■ EXCERPTED PASSAGE:
▶

Amicus Brief

In Re House of Representatives’ Request for an Advisory Opinion

Case Year: 2002
Case Forum: Michigan Supreme Court
Keywords: PA 48 of 2002, rights of way, right of way, ROW, telecommunication providers, fees, Metropolitan Extension Telecommunications Rights-of-Way Oversight Act (METRO Act)
Amicus Counsel:

John W. Pestle | Ronald G. DeWaard | Dale R. Rietberg |
Varnum, Riddering, Schmidt & Howlett LLP |

William C. Mathewson | General Counsel for the Michigan Municipal League |

John H. Bauckham | General Counsel for the Michigan Townships Association

CoAmicus Parties:

Michigan Townships Association (MTA)


It is appropriate that municipalities, which are charged with the burden of maintaining the rights-of-way, be compensated to ameliorate this injurious interference. Also, the state has the authority to impose the permit and maintenance fee requirements under Act 48 despite any claim under Act 129 is part of its inherent police powers. Finally, the permit and maintenance fee requirements of Act 48 do not impermissibly impair the contract rights claimed by incumbent providers under Act 129. Under the moderm interpretation of the
Contract Clause, which has been adopted by this Court, the incumbent providers (ILEC’s) cannot successfully claim that Act 48 unconstitutionally impairs an alleged contract right they received under Act 129.The answer to the second question posed is “yes.” The Oversight Authority, as established in Act
48, is duly constituted as a metropolitan authority under Article VII, Section 27 of the Michigan Constitution. The creation of the Oversight Authority satisfies the technical requirements of Section 27 since it applies to a metropolitan area and perfonns multipurpose functions. Moreover, the Oversight Authority is consistent with the intent of Section 27, which was to recognize the state legislature’s ability to create customized forms of government as necessary to address problems that could not be addressed through existing units of government, such as the unique situation addressed by the Act. The answer to the third question posed is “yes.” The Oversight Authority, possessing the powers and duties provided for in Act 48, is a constitutional exercise of the legislature’s powers consistent with Article VII, Section 29 of the Michigan Constitution. Act 48 is not inconsistent with any of the express provisions of Section 29, and it also preserves municipal control of the local rights-of-way through its permitting procedures. Moreover, the requirement under Act 48 that permits for use of rights-of-way not be unreasonably denied is consistent with Section 29 because that section expressly requires that municipalities’ control of rights-of-way be reasonable. This Court has also specifically held that municipalities’ right to consent to the use of the rights-of-way must be exercised in a reasonable manner.
The answer to the fourth question posed is “yes.” The annual maintenance fee required to be paid by telecommunications providers under Act 48 constitutes a valid fee which does not require voterapproval under Article IX, Section 31 of the Michigan Constitution. Act 48 does not implicate the
Headlee Amendment because it is a user fee and not a tax. The maintenance fee in Act 48 is a user fee and not a tax because the Act serves a regulatory rather than a revenue raising purpose. The maintenance fee cannot be characterized as raising revenue since it is limited to partial recovery of the costs associated with the providers’ use of the rights-of-way. The purpose of Act 48 is also regulatory because the Act’s
primary purpose is to regulate use of the public rights-of-way by telecommunications providers. The maintenance fees are further not a tax, but a user fee, because they are proportionate to the cost of the service used. Providers are charged proportionately based upon the length of the rights-of-way which they use. Finally, the maintenance fees are not a tax because they are voluntary. It is ultimately the providers’ decision whether they wish to place or leave their telecommunications lines in the public rights-of-way or put them elsewhere. The providers also have the option of choosing to provide their service by other means, such as cell phones, which do not use public right-of-way.

◀

■ SHORT TASK 1:
Offset every coordinate in the answers by -16 and write out the rows again in full, starting at the line containing "Tag each instance of the sky" and ending at the line containing "<point>99,109</point>". Give only those lines.

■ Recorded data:

▶

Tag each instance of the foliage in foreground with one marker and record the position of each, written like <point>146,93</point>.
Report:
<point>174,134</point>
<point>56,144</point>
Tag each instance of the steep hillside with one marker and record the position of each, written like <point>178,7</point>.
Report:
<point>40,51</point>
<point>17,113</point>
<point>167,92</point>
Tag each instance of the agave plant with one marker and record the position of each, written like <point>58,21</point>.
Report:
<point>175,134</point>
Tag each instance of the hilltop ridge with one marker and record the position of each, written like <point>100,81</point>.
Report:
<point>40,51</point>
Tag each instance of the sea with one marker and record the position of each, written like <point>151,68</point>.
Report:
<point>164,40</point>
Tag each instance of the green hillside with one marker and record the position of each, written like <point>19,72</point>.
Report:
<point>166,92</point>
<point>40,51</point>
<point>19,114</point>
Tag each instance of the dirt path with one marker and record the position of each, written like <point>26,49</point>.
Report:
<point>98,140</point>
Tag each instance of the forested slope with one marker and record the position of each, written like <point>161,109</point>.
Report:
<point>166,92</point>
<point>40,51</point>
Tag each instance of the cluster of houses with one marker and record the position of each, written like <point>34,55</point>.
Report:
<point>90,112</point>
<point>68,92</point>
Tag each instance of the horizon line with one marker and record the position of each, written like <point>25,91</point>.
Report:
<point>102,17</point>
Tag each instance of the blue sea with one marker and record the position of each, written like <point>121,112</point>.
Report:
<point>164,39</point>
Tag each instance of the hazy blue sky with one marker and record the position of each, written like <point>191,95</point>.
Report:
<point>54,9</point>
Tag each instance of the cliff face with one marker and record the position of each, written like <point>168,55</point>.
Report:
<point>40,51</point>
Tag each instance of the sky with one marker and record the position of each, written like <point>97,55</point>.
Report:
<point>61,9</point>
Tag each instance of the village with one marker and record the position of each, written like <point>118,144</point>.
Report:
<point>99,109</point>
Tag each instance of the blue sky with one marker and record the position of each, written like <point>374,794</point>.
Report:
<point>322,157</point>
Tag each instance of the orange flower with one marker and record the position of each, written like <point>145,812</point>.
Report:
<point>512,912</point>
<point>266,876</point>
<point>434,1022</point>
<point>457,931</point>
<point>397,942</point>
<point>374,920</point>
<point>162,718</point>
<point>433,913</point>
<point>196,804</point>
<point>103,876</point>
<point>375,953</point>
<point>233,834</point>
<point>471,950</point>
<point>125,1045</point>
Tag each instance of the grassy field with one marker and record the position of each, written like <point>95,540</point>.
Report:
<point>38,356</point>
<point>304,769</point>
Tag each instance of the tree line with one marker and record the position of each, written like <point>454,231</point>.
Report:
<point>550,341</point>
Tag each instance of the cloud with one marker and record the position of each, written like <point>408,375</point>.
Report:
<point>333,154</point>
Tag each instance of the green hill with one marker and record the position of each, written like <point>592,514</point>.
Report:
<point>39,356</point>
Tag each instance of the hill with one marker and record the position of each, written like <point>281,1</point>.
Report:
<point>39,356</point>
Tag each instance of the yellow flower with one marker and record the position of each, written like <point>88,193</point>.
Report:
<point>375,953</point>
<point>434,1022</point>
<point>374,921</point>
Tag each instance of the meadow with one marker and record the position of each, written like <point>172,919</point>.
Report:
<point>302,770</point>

◀

■ SHORT TASK 2:
Return the passage from the amicus brief on Act 48 starting at "Case Year: 2002" and ending at "Act (METRO Act)".

■ RESULT 1:
Tag each instance of the sky with one marker and record the position of each, written like <point>97,55</point>.
Report:
<point>45,-7</point>
Tag each instance of the village with one marker and record the position of each, written like <point>118,144</point>.
Report:
<point>83,93</point>

■ RESULT 2:
Case Year: 2002
Case Forum: Michigan Supreme Court
Keywords: PA 48 of 2002, rights of way, right of way, ROW, telecommunication providers, fees, Metropolitan Extension Telecommunications Rights-of-Way Oversight Act (METRO Act)